__記述課題 A__: 記録のうち、語「blond」を含む行をすべて書き出しなさい。大文字と小文字は区別すること。

__抜粋__:
プルトニウムが中国、北朝鮮の攻撃を抑止する

井本 省吾
日下公人氏のウィキペディアを読んでいたら、「プルトニウム」という箇所にこうあった。
青森県に行ってみると、原子爆弾の材料になるプルトニウムが1千何百キロと積んである。……あれは猛毒だから、中国がもし日本に「原子爆弾を打ち込むぞ。尖閣諸島はおれのものだ」と言ったら、「日本も同じだけの仕返しをします」と答えればよい。(原子爆弾ではないが)猛毒で、3千年ぐらい消えないプルトニウムを、(大量に)水源地にばら撒けば、川の流れに流れて、もう回収できない。下流は、全部人が住めなくなる。「日本にはミサイルがない」「そんなもの要りません、旅客機から、ぱっぱと落としてもよい」。……これは武器に使えるとなぜ思わないのか。

いかにも日下氏らしい発想で、日本政府や大半の政治家、大手メディアの記者は笑って済ますだけだろう。「じゃ、どうやって中国や北朝鮮の危険な攻撃を防ぐのか」「『今そこにある危機』にどう対応するのか」というと、要領のえない答えをするか、黙り込んでしまう。

要領の得ない答えにミサイル防衛システムがある。だが、北朝鮮がミサイルを大量に作り出したら、ミサイル防衛では間に合わない。最近の北朝鮮の核・ミサイル実験による攻撃能力の向上を見るとその時期が今、刻々と迫っている。核大国となった中国に対してはいわずもがな、の危険がある。

__提示記録__:
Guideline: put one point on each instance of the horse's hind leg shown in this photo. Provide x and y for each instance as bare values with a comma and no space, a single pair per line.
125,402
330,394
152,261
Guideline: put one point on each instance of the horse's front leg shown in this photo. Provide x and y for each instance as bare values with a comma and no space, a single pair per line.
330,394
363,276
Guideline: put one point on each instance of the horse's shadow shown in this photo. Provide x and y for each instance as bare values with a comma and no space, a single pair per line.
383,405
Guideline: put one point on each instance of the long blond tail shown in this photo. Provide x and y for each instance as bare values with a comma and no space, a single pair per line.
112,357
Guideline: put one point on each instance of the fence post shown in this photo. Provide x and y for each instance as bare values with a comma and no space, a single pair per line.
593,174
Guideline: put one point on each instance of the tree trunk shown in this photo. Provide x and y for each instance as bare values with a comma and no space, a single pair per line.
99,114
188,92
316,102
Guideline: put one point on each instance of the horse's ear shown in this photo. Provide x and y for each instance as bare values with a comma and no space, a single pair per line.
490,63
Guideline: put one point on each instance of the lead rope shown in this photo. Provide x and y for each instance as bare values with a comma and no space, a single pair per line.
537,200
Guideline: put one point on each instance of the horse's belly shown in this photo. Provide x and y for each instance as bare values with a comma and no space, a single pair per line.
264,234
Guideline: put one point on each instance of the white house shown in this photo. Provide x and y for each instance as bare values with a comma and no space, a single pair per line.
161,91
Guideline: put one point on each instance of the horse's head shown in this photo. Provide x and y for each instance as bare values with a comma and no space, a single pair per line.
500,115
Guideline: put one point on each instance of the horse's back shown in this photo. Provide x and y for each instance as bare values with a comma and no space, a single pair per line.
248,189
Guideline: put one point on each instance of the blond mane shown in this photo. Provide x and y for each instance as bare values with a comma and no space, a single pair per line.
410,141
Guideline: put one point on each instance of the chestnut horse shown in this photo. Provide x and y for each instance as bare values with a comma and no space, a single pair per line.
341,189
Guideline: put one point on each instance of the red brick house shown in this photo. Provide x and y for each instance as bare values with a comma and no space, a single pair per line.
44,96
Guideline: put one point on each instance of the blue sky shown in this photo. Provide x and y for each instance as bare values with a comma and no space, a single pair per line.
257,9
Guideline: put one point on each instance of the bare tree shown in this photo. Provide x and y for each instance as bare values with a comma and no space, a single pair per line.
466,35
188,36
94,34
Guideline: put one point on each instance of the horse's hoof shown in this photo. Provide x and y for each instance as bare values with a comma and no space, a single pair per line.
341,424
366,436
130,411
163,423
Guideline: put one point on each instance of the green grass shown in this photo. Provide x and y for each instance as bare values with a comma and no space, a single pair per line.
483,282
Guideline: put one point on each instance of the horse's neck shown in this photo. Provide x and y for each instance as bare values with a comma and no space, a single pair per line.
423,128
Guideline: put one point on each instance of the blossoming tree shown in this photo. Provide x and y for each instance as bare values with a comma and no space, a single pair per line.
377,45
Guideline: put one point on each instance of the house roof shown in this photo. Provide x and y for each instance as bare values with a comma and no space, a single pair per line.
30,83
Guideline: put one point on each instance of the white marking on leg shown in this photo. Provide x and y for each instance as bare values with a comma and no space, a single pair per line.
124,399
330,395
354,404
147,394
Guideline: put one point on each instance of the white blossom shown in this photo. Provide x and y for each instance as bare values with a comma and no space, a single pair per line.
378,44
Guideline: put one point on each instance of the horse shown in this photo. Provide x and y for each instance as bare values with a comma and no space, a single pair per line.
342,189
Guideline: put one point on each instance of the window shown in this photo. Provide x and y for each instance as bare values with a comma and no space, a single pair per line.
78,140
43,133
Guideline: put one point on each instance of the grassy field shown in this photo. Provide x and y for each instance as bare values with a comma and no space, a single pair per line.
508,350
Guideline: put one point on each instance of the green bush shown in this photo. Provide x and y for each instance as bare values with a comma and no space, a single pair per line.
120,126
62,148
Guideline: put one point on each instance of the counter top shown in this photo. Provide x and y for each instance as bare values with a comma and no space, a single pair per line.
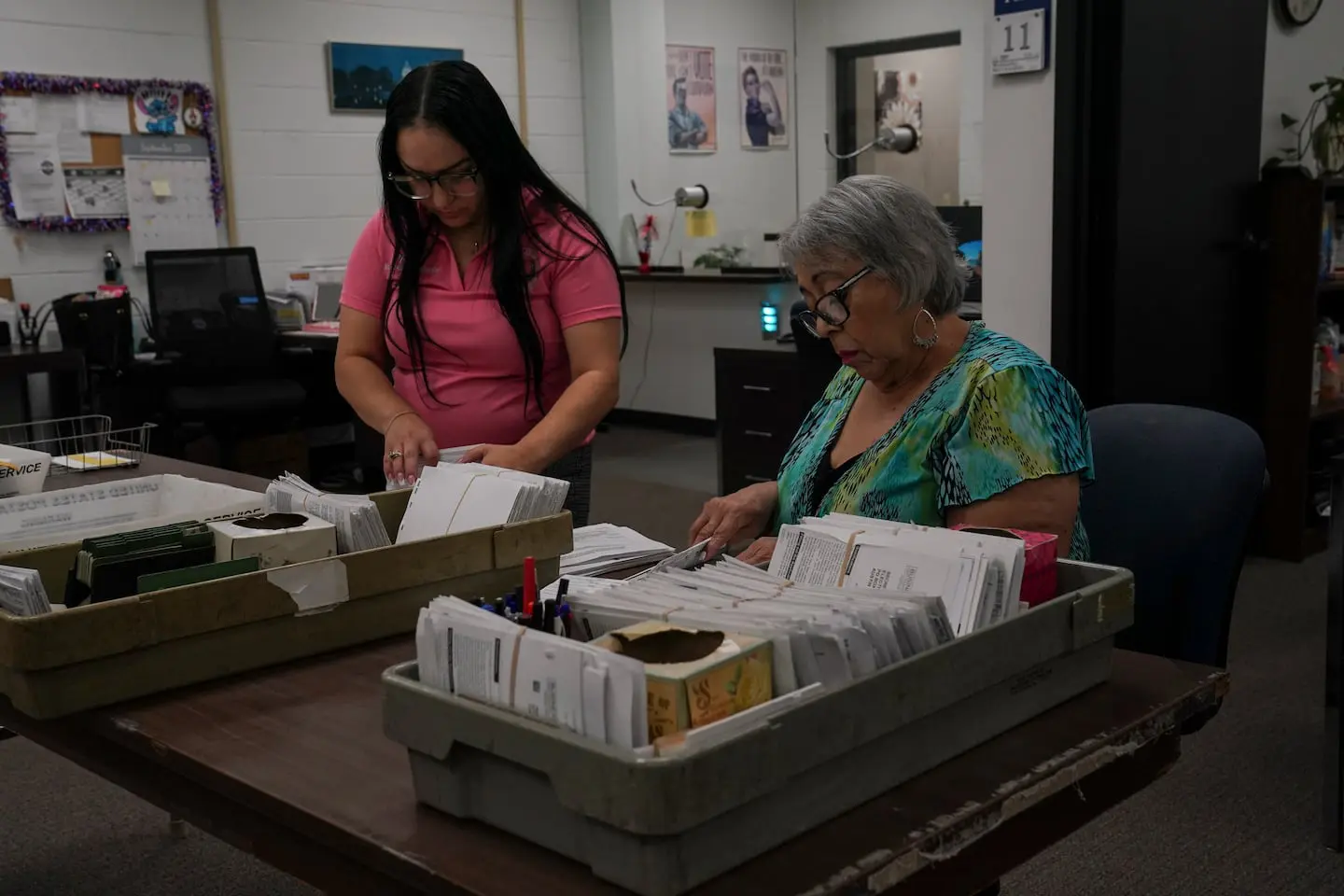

__記述課題 B__: 抜粋の「青森県に行ってみると、原子爆」と「をするか、黙り込んでしまう。」の間を両端も含めて書き直し、その中の「旅客機」を「輸送機」に入れ替えなさい。

__記述解答 A__:
Guideline: put one point on each instance of the long blond tail shown in this photo. Provide x and y for each instance as bare values with a comma and no space, a single pair per line.
Guideline: put one point on each instance of the blond mane shown in this photo. Provide x and y for each instance as bare values with a comma and no space, a single pair per line.

__記述解答 B__:
青森県に行ってみると、原子爆弾の材料になるプルトニウムが1千何百キロと積んである。……あれは猛毒だから、中国がもし日本に「原子爆弾を打ち込むぞ。尖閣諸島はおれのものだ」と言ったら、「日本も同じだけの仕返しをします」と答えればよい。(原子爆弾ではないが)猛毒で、3千年ぐらい消えないプルトニウムを、(大量に)水源地にばら撒けば、川の流れに流れて、もう回収できない。下流は、全部人が住めなくなる。「日本にはミサイルがない」「そんなもの要りません、輸送機から、ぱっぱと落としてもよい」。……これは武器に使えるとなぜ思わないのか。

いかにも日下氏らしい発想で、日本政府や大半の政治家、大手メディアの記者は笑って済ますだけだろう。「じゃ、どうやって中国や北朝鮮の危険な攻撃を防ぐのか」「『今そこにある危機』にどう対応するのか」というと、要領のえない答えをするか、黙り込んでしまう。